About this task
Please restate word for word, and with nothing added, the lines that run from the one holding "Can you spot the blue minivan" to the end of the entries below.

- - - - -

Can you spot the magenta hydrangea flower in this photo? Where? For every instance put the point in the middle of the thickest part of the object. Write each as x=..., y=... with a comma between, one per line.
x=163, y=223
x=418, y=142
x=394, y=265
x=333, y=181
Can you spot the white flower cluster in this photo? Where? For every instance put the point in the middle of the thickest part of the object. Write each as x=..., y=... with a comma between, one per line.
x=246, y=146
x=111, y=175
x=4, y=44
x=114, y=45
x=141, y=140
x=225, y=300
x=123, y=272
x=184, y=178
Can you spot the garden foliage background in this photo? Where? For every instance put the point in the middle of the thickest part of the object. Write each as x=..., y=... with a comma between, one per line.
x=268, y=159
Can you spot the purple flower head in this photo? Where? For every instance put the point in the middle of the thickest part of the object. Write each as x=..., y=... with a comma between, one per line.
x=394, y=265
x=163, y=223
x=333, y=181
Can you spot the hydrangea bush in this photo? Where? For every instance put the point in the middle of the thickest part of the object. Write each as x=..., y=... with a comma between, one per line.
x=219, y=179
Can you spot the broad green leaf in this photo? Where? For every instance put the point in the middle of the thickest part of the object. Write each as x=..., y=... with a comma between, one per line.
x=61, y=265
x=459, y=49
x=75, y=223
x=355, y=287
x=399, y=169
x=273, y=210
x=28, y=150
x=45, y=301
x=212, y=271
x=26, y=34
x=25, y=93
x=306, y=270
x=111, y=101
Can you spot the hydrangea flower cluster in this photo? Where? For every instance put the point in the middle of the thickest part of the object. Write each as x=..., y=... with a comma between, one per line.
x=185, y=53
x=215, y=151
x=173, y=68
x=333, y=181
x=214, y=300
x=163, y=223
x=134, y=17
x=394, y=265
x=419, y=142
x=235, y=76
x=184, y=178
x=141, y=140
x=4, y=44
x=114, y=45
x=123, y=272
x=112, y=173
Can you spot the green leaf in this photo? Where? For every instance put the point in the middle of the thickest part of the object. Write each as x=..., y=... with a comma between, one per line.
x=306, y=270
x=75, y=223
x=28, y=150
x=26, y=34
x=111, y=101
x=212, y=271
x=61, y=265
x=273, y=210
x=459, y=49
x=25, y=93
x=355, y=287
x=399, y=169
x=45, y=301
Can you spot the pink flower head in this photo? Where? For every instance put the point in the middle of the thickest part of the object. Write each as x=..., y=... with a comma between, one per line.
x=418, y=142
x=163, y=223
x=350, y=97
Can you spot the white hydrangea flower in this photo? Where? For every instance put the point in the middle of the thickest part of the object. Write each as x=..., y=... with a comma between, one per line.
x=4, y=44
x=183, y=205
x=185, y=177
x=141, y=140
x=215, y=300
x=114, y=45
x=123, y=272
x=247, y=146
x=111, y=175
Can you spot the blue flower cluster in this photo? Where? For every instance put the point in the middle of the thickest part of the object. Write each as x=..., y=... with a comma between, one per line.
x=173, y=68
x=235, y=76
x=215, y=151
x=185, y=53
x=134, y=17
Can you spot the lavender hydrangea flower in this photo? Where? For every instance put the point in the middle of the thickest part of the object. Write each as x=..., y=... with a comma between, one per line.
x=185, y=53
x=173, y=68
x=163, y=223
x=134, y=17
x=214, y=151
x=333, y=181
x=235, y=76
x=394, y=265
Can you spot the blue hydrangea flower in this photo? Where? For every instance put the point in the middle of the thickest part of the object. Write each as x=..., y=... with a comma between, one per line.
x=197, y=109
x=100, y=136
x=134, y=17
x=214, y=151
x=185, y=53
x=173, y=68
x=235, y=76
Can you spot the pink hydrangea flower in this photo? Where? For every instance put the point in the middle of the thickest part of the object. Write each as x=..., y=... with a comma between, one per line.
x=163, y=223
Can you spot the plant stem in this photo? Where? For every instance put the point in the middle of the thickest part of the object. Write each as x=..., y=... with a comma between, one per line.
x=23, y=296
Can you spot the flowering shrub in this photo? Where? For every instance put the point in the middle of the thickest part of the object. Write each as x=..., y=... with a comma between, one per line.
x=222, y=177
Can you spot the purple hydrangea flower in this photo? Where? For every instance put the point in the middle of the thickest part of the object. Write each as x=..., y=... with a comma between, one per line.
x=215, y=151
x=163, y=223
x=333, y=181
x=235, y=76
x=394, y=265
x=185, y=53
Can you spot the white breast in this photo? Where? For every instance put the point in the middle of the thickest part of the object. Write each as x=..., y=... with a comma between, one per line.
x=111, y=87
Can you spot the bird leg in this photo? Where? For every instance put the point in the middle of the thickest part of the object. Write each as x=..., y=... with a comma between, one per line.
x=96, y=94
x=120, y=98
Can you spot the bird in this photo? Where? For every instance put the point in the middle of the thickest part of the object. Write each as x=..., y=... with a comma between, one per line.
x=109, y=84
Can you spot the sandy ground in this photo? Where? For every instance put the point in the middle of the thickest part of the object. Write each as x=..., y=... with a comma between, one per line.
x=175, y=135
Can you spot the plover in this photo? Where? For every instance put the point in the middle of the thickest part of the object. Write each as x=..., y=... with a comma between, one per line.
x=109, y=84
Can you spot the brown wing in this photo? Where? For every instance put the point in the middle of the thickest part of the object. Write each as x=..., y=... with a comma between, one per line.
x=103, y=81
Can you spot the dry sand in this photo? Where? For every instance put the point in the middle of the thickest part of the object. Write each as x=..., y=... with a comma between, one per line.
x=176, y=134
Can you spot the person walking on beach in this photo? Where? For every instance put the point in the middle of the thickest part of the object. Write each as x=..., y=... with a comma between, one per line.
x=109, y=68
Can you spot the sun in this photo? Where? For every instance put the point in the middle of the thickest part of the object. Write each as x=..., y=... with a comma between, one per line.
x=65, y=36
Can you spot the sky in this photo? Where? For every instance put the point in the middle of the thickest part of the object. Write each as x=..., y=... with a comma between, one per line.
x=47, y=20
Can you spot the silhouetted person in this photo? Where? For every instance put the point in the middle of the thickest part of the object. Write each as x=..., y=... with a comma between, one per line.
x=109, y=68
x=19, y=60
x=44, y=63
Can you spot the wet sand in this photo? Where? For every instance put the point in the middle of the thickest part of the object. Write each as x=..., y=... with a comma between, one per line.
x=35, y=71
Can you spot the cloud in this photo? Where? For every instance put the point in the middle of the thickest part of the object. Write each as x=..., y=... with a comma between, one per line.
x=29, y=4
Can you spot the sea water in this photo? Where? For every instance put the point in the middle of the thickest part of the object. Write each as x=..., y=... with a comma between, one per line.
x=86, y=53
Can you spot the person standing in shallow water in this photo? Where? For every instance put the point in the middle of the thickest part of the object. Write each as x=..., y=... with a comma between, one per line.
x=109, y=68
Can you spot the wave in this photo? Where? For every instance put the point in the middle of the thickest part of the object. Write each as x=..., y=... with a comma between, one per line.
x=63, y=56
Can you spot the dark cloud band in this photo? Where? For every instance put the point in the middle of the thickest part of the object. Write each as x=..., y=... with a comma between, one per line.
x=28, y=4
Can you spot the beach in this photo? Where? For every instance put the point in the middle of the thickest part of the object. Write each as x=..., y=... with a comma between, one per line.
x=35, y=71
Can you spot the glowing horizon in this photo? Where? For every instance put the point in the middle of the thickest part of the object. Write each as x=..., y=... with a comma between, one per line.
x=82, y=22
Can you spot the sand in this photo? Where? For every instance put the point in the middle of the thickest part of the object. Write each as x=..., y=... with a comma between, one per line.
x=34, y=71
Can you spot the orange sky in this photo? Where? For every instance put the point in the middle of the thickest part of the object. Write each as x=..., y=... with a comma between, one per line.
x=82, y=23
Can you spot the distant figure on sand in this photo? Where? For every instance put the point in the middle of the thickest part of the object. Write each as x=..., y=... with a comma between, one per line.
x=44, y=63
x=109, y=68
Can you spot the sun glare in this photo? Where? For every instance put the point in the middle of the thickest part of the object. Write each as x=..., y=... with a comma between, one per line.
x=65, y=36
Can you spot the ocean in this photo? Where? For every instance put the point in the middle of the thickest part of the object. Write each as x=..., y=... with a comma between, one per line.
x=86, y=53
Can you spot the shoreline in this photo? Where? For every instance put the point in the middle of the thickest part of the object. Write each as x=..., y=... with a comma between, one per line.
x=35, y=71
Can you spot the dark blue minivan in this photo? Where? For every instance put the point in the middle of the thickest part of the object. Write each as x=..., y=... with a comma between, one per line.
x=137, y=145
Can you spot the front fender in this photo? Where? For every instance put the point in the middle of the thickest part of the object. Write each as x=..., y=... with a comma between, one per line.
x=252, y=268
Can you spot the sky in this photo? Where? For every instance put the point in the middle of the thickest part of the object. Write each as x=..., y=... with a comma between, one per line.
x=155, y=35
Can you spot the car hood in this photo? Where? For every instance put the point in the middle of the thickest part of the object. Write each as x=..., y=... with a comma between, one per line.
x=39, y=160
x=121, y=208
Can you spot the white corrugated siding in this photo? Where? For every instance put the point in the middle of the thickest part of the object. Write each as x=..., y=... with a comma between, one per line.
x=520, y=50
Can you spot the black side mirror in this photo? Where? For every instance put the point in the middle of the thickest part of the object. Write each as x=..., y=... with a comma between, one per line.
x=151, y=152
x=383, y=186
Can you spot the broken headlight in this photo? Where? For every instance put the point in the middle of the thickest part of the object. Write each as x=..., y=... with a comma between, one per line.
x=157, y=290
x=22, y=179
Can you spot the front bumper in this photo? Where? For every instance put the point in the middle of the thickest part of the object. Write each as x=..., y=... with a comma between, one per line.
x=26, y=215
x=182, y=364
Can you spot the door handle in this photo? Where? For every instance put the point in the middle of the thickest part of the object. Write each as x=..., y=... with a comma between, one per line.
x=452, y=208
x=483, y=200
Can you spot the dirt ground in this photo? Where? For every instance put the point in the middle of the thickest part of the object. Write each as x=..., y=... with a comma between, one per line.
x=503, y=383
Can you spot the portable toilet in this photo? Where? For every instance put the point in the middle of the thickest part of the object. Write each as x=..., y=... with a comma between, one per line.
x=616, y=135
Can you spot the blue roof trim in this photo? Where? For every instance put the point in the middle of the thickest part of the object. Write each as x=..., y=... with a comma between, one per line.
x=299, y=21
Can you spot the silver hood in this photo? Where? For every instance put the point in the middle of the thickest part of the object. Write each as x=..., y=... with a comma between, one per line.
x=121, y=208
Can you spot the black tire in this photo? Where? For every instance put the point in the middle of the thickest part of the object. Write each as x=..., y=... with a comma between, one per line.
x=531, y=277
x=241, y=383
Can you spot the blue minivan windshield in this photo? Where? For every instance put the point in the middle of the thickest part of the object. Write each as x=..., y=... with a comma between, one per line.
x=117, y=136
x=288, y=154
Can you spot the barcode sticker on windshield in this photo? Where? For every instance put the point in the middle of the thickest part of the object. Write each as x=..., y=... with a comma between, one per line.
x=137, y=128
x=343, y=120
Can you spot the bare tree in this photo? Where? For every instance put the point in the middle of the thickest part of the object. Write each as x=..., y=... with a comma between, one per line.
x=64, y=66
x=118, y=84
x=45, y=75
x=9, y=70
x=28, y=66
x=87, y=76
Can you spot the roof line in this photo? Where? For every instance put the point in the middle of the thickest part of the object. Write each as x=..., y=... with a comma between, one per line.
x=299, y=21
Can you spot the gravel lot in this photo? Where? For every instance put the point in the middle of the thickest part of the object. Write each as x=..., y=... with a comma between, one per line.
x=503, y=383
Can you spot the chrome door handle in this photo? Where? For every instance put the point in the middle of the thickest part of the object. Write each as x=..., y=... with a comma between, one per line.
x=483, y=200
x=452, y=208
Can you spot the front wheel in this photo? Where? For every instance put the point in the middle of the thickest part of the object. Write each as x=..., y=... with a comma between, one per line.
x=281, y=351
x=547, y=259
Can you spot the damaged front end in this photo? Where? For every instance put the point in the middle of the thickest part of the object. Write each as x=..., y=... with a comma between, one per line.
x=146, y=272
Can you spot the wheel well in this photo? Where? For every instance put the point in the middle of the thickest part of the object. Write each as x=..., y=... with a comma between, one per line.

- - - - -

Solution to this problem
Can you spot the blue minivan windshield in this photo? Where? For every instance put the point in the middle of the thickest part of the object. Write each as x=..., y=... with a comma between, one per line.
x=117, y=136
x=288, y=154
Can you spot the barcode sticker on windshield in this photo? Where? For every instance put the point in the middle of the thickest part of the object. Write each as x=..., y=... with a comma between, one per line.
x=137, y=128
x=343, y=120
Can you spot the bare tree in this photo? Where? For every instance put the point in the middle of the thickest part of the object. Write each as x=..., y=... with a comma between, one per line.
x=64, y=66
x=118, y=84
x=45, y=75
x=9, y=70
x=28, y=66
x=87, y=76
Can you spot the roof line in this photo? Where? For every instance put the point in the middle of the thickest part of the object. Write each as x=..., y=... with a comma between, one per line.
x=299, y=21
Can you spot the gravel lot in this photo? Where? For every instance put the point in the middle of the thickest part of the object. Write each as x=..., y=... with a comma between, one per line.
x=503, y=383
Can you spot the chrome door handle in this photo? Where? For every instance put the point in the middle of the thickest part of the object. Write each as x=..., y=... with a comma between, one per line.
x=483, y=200
x=452, y=208
Can you spot the front wheel in this photo? Where? For every instance put the point in the middle of the thickest part of the object. Write each as x=..., y=... with a comma between, one per line.
x=281, y=351
x=547, y=259
Can you spot the damaged front end in this photo? Where? For every instance put the point in the middle of the thickest part of the object. Write each as x=..., y=... with a comma between, one per line.
x=146, y=272
Can you spot the wheel well in this photo? Where? For every instance put the point in the middle of the thickest part of the object. Write each as x=..., y=... with a comma between, one per line.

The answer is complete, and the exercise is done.